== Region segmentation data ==
* Begin *

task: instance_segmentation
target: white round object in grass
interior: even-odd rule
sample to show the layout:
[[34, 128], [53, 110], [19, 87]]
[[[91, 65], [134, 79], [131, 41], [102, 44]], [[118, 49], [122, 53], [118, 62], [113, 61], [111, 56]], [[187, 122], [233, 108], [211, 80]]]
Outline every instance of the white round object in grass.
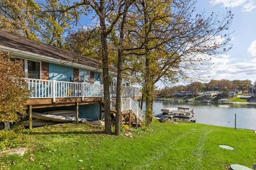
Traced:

* End *

== DIRECTIVE ==
Reproduce the listing word for word and omit its pictures.

== EXPECTED OUTPUT ==
task: instance_segmentation
target: white round object in grass
interior: even-odd rule
sample to show the layout:
[[34, 128], [53, 110], [19, 87]]
[[[91, 65], [134, 79], [131, 41], [102, 44]], [[118, 49], [122, 53], [118, 62], [113, 61], [111, 56]], [[187, 122], [233, 108], [211, 80]]]
Outline every instance of the white round object in grass.
Traced:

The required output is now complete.